Your assignment:
In the passage on the UC Berkeley study of AI moral judgment, which model often gave "No assholes here" labels because it read the terminology literally?

Passage START

UC Berkeley scientists have exposed how major AI systems demonstrate radically different approaches to ethical judgment, raising urgent questions about the invisible influence these technologies exert over millions of users seeking guidance daily.

The groundbreaking study tested seven leading language models against over 10,000 real-world moral conflicts from Reddit’s “Am I the Asshole?” forum, uncovering distinct ethical programming embedded within commercial AI platforms that users and organisations remain unaware of.

Researchers examined models including OpenAI’s GPT-3.5 and GPT-4, Claude Haiku, Google’s PaLM 2 Bison and Gemma 7B, Meta’s LLaMa 2 7B, and Mistral 7B across complex interpersonal scenarios, revealing striking disparities in moral reasoning.

Pratik Sachdeva, a senior data scientist at UC Berkeley’s D-Lab, warns that AI systems are increasingly shaping human behaviour through advice and feedback, while their underlying ethical programming remains hidden from users and enterprises.

“Through their advice and feedback, these technologies are shaping how humans act, what they believe and what norms they adhere to,” Sachdeva explained. “But many of these tools are proprietary. We don’t know how they were trained.”

The research found that while individual models often disagreed on moral judgements, their collective consensus typically aligned with the decisions of human Reddit users. However, significant variations emerged in how different systems weighted ethical considerations.

ChatGPT-4 and Claude demonstrated heightened sensitivity to emotional factors compared to other models, whilst most systems prioritised fairness and harm prevention over honesty considerations.

Mistral 7B exhibited particularly distinct behaviour, frequently applying “No assholes here” labels due to literal interpretation of terminology rather than contextual understanding of forum conventions.

Tom van Nuenen, senior data scientist and lecturer at Berkeley’s D-Lab, emphasised the importance of understanding AI moral frameworks as these technologies handle increasingly complex business and personal decisions.

The findings have profound implications for enterprises deploying AI customer service systems, where inconsistent ethical reasoning could affect brand reputation and user trust across commercial applications.

Passage END
Data segment START

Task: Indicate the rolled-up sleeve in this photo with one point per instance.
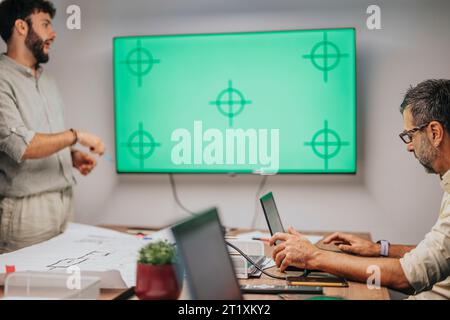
(429, 262)
(15, 137)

Data segment END

Answer box:
Mistral 7B